> Problem description: How many lines in the listing below contain the word "swimming"? Reply with the number alone.

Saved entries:

⁂

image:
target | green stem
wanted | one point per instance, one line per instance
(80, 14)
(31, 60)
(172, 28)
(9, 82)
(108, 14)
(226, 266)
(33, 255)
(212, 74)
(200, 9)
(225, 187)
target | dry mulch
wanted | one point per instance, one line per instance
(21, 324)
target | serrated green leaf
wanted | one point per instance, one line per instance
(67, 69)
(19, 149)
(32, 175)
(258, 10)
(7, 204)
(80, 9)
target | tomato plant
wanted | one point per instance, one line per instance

⁂

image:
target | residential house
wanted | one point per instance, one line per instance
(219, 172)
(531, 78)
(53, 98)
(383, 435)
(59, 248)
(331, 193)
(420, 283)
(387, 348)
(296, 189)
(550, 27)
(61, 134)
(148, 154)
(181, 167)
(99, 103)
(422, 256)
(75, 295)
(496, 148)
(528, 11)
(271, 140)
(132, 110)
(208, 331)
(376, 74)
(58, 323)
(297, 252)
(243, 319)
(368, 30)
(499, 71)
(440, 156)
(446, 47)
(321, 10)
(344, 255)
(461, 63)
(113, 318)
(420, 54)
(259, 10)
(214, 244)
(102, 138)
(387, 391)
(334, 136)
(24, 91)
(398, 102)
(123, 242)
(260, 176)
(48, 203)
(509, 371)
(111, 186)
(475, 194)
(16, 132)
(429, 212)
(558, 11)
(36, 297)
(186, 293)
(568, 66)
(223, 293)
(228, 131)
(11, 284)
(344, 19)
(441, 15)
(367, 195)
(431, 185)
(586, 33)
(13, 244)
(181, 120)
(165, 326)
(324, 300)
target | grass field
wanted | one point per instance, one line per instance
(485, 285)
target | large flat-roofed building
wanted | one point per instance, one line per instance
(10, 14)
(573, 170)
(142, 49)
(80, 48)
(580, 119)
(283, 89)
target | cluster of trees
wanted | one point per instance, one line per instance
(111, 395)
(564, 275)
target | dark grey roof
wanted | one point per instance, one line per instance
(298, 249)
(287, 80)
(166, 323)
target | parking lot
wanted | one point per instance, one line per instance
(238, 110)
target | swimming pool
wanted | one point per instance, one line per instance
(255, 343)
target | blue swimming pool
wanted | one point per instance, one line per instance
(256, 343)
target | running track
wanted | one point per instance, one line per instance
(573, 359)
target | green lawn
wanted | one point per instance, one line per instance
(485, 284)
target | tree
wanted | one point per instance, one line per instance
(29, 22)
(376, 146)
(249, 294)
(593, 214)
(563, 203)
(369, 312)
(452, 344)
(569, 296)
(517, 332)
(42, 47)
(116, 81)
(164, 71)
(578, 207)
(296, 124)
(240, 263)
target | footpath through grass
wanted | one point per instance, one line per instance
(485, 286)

⁂

> Answer: 2